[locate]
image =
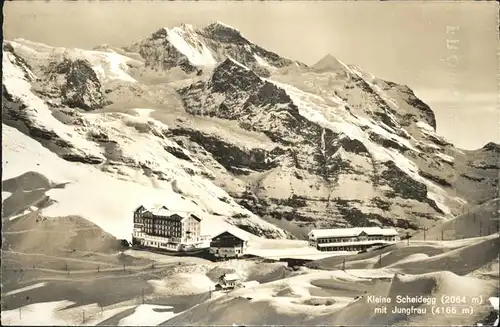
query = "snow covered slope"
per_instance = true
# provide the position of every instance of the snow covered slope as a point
(109, 163)
(244, 133)
(193, 49)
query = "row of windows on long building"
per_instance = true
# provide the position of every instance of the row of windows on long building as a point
(356, 239)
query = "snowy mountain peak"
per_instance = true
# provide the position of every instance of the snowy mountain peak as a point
(219, 26)
(192, 49)
(329, 62)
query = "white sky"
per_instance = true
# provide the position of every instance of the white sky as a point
(405, 42)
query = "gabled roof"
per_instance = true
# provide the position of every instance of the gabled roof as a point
(236, 232)
(355, 231)
(164, 211)
(139, 208)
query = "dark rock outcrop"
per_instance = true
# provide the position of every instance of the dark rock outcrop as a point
(77, 84)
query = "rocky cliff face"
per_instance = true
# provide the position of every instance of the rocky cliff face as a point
(322, 146)
(74, 83)
(193, 49)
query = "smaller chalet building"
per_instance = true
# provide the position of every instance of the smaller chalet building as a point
(351, 239)
(229, 244)
(161, 228)
(228, 281)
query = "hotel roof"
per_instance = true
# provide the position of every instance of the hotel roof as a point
(355, 231)
(163, 211)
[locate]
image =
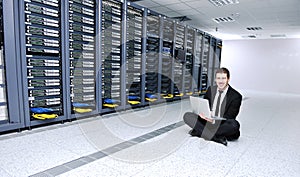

···

• To be done
Reproduce every one of the records above word for word, leaving the pictures out.

• Answer for this exercise
[locate]
image =
query = "snow covered slope"
per_instance = true
# provide the position of every instance of the snow covered slope as a point
(109, 163)
(244, 133)
(193, 49)
query = "row of windows on long building"
per_instance = true
# provide the position of every instance of the row of windows on long building as a point
(356, 239)
query = "snowy mountain peak"
per_instance = true
# provide the position of every instance of the snowy mountain peak as a point
(219, 26)
(192, 49)
(329, 62)
query = "white sky"
per_instance = true
# provide the position of every instance of the white sky as a point
(405, 42)
query = "gabled roof"
per_instance = true
# provide the position of every instance of the gabled roof as a point
(236, 232)
(355, 231)
(164, 211)
(139, 208)
query = "dark rock outcrop"
per_instance = true
# provide the position of every instance of the dark rock outcrop as a point
(77, 84)
query = "rocky cliff face"
per_instance = true
# provide the position of every instance of the rocky cliff face as a point
(322, 146)
(74, 83)
(193, 49)
query = "smaller chalet building"
per_instance = true
# provide the position of every instance of the smaller chalet building as a point
(351, 239)
(229, 244)
(161, 228)
(228, 281)
query = "hotel roof"
per_instance = true
# provide the position of every instance of the hotel roof as a point
(355, 231)
(163, 211)
[locate]
image =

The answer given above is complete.